■ Required action
Some lines in the entries contain the word "rough". Copy all of them.

■ Material provided

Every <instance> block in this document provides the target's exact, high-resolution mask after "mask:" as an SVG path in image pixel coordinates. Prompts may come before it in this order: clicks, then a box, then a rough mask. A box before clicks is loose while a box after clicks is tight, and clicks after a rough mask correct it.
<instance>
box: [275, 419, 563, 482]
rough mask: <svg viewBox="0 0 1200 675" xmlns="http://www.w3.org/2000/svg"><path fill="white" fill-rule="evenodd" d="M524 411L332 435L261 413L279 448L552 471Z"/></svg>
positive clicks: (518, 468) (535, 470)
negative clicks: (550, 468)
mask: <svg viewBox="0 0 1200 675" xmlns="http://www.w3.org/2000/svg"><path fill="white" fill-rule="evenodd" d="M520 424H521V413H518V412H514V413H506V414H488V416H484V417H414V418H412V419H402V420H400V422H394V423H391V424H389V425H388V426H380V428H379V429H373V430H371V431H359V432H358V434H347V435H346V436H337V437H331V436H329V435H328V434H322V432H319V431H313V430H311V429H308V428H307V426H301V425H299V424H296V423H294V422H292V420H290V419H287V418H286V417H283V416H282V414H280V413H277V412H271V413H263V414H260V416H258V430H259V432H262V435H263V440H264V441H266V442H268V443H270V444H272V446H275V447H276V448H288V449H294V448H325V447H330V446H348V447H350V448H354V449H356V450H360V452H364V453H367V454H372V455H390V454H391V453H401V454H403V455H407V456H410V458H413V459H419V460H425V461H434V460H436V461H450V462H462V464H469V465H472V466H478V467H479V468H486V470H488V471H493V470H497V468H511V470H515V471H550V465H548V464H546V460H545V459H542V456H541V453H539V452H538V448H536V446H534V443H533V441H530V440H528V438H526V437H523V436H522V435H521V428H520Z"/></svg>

■ Answer for this exercise
Every <instance> block in this document provides the target's exact, high-resolution mask after "mask:" as an SVG path in image pixel coordinates. Prompts may come before it in this order: clicks, then a box, then a rough mask. A box before clicks is loose while a box after clicks is tight, and clicks after a rough mask correct it.
rough mask: <svg viewBox="0 0 1200 675" xmlns="http://www.w3.org/2000/svg"><path fill="white" fill-rule="evenodd" d="M524 411L332 435L261 413L279 448L552 471Z"/></svg>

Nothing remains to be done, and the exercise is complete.